• Problem details: Output range, inclusive: from the line containing "Would you mind pointing at the green grass" to the line containing "Would you mind pointing at the overcast". Restate those lines from the data below word for word and only those.
BEGIN Input
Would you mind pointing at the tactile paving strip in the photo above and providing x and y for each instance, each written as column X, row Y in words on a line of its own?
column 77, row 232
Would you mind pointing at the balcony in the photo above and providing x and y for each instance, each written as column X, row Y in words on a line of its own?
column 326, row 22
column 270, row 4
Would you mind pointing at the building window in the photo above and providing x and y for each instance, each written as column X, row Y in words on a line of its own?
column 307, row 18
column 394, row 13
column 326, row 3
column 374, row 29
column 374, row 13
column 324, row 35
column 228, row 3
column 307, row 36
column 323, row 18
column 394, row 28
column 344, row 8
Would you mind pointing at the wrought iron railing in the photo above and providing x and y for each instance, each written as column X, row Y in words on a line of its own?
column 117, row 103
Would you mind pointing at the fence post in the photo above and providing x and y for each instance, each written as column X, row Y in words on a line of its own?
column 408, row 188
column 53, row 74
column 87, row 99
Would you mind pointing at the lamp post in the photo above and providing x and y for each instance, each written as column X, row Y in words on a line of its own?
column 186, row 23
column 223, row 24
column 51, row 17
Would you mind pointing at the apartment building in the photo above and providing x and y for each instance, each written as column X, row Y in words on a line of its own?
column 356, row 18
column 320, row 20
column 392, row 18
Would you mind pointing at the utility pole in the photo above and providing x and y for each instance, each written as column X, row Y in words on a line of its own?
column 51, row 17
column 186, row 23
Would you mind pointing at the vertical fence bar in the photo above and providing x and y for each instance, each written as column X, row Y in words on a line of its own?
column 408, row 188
END Input
BEGIN Input
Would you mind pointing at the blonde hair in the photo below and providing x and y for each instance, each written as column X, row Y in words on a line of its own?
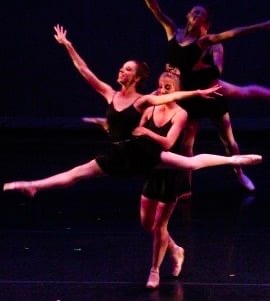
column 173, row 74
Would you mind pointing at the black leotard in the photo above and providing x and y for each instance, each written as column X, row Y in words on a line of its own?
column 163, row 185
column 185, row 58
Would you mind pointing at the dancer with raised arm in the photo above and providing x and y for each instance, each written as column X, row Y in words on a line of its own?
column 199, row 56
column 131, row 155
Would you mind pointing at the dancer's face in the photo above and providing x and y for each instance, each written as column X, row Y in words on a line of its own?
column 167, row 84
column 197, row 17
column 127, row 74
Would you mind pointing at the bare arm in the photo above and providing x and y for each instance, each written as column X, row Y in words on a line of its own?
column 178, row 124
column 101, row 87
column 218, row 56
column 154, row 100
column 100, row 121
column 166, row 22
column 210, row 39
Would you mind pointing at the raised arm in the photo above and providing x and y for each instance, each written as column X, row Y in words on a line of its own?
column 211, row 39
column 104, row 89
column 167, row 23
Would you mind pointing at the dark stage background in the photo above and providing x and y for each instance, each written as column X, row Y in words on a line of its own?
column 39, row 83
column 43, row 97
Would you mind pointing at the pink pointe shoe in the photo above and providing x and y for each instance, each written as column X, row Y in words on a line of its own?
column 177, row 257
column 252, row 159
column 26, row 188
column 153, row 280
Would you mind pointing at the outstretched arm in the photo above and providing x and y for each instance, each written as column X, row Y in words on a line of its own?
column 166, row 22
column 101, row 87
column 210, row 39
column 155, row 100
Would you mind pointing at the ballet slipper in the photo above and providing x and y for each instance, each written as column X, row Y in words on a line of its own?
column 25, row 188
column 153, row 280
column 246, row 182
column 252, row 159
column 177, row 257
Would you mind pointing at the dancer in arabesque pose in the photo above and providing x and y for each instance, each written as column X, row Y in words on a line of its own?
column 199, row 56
END Input
BEGIN Input
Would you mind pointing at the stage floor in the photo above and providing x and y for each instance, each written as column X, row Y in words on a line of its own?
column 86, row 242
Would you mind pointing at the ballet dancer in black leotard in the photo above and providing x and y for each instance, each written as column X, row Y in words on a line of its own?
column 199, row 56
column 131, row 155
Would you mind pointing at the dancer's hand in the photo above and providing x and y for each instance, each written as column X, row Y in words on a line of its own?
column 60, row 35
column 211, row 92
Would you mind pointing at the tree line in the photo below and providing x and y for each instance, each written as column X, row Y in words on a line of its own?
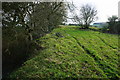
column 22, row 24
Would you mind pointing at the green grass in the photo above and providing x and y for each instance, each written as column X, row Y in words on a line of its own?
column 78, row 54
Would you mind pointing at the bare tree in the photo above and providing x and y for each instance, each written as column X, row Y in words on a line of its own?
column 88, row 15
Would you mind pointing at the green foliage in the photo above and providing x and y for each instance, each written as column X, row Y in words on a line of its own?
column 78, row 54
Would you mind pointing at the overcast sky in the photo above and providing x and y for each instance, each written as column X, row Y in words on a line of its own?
END Input
• Solution to this task:
Would you mind pointing at the green grass in the photo above and providing x and y for each instance, each written as column X, row Y in words on a line of its own?
column 78, row 54
Would you mind pointing at the bare tree in the photo above and providing x and y for each instance, each written as column X, row Y in words on a line of its own?
column 88, row 15
Would you mind pointing at the green foliage in the photo above and providing x and y for each instance, each written as column X, row Y in words on a line of its own?
column 78, row 54
Would you mind pointing at the overcast sky in the photo above and providing x and y for each instance, each written as column X, row Y in words on a line of its own?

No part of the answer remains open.